## Text provided
Segment Open

Written by Julian Murdoch   
October 29, 2009 10:57 AM EST

 

For most commodities, you can look at the underlying forces driving supply and demand and understand what will move the market. Except, it seems lately, for oil. Prices have risen so far, so fast from their mid-February lows that some investors have started to wonder: Is the price of crude decoupling from supply and demand?

Not quite. But right now, supply and demand only tells part of the story.

 

Oil Supply And Demand

 

Oil performance: Feb - Oct 2009

 

Globally, we are awash in oil. As reported in the EIA's latest "This Week in Petroleum," crude oil inventories went up yet again this week, gaining 778,000 barrels. While this increase was less than half of the 1.91-million-barrel increase analysts had forecasted, crude oil inventory is still well above the five-year average for this time of year. (Oil still dropped a bit though, due to a huge increase in gasoline inventories when the market had expected a drawdown. See "This Week's Oil Guesses Off The Mark" for more on that story.)

Segment Closed

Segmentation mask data

Segment Open

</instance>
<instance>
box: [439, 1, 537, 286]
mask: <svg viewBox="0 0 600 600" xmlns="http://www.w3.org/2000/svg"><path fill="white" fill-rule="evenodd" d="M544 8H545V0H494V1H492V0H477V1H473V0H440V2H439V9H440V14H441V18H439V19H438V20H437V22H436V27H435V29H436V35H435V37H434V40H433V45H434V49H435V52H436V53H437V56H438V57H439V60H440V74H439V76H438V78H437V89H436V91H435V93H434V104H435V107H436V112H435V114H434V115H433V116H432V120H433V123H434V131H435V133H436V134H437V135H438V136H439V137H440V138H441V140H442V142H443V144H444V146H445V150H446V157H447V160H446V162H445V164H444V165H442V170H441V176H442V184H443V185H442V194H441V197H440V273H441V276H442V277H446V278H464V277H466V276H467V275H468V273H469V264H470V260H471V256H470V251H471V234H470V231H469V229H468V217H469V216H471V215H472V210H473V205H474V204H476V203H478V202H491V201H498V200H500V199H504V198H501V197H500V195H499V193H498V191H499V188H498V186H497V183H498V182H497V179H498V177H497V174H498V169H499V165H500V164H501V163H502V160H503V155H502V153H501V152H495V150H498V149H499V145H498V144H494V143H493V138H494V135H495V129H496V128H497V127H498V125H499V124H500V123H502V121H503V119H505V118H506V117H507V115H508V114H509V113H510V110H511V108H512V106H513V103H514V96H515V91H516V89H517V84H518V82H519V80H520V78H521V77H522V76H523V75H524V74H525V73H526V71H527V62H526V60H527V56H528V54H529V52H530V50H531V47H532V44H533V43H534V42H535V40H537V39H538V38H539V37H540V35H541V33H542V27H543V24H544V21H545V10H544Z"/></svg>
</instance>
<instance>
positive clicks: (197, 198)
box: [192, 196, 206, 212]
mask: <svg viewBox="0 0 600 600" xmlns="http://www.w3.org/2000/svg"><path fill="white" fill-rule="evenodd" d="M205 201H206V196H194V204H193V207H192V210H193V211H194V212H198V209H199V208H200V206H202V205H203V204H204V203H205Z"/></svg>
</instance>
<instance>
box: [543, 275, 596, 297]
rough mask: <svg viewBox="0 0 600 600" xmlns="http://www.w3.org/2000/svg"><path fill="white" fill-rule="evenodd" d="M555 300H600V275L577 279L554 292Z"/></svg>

Segment Closed

## Work item
Write the next few paragraphs of the article on oil prices and supply and demand, starting right after its final sentence.

## Answer to the exercise
OPEC has publicly stated that they believe inventories in developed OECD countries to be equal to roughly 61 days of demand—a number OPEC is none too happy about. They'd prefer the world to be constantly on the brink of running out (that is, 55 days or less). So with all of this supply, you'd expect to see OPEC talking production cuts—or at least a drop in the price of oil.

Instead, last week the group discussed the need to increase production, so as to keep oil under $80—it seems even OPEC thinks prices are still too high. As OPEC Secretary General Abdalla El-Badri told Bloomberg:

 

"Anything above $80 will really hamper economic growth. Watch the floating storage, if that is eliminated, and watch the stocks, if they are at 52, 54 days, then OPEC will take action."

 

Of course, if the floating stocks (that is, oil stored at sea) remain at current levels and inventories stay full, then apparently OPEC will just sit back and rake in the money.

 

It's The Dollar, Stupid

So if supply and demand isn't driving oil prices, what is?

It comes back to the strength—or lack thereof—of the U.S. dollar. As OPEC member Qatari Oil Minister Abdullah bin Hamad Al-Attiyah told Bloomberg:

 

"Sometimes the price of oil has no correlation to demand and supply. Now what we are seeing is that oil has a strong correlation with the dollar."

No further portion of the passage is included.